» **TASK DIRECTIONS**
Transcribe the lines below without any changes, from the first line through the line containing "Give the mask".

» **EXTRACTED RECORDS**
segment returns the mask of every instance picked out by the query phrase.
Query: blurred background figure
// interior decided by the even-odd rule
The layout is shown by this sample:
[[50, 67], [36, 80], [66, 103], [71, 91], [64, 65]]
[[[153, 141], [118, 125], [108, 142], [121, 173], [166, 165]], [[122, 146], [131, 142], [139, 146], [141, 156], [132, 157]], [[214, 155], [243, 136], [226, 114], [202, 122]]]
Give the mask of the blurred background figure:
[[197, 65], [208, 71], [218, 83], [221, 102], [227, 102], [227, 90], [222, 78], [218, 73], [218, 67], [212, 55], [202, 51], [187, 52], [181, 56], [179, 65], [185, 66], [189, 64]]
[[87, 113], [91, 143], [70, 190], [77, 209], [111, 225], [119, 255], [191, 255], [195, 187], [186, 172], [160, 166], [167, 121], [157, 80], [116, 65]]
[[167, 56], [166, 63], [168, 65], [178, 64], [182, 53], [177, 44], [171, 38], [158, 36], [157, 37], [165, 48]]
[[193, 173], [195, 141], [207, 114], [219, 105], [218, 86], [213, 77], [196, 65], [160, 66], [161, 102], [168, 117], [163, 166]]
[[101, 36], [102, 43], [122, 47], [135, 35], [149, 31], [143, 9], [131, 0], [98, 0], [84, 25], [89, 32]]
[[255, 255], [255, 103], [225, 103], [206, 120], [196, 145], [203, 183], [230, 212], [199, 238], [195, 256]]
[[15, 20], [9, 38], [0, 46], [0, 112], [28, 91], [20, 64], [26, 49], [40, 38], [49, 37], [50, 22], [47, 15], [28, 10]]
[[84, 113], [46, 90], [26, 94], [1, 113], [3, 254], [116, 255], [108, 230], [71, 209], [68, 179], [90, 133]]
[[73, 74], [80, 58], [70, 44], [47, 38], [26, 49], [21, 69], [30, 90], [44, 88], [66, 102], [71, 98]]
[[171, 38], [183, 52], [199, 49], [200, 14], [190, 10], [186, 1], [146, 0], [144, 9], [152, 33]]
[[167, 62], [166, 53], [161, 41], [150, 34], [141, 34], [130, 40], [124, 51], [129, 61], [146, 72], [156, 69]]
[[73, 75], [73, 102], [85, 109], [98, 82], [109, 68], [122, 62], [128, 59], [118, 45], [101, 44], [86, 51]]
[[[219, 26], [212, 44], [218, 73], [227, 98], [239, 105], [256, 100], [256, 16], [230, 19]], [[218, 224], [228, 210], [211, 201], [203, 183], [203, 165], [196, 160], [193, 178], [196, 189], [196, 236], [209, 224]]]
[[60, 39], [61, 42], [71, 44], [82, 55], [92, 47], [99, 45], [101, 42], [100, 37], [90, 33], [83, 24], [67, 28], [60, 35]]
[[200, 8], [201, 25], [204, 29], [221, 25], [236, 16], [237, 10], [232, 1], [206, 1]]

» **TASK RESPONSE**
segment returns the mask of every instance picked out by the query phrase.
Query: blurred background figure
// interior decided by the even-odd rule
The layout is shown by this sample:
[[50, 67], [36, 80], [66, 103], [71, 91], [64, 65]]
[[[153, 141], [118, 125], [108, 142], [121, 173], [166, 165]], [[122, 146], [131, 142], [139, 146], [141, 156], [132, 157]], [[214, 155], [243, 136], [226, 114], [202, 122]]]
Give the mask of the blurred background figure:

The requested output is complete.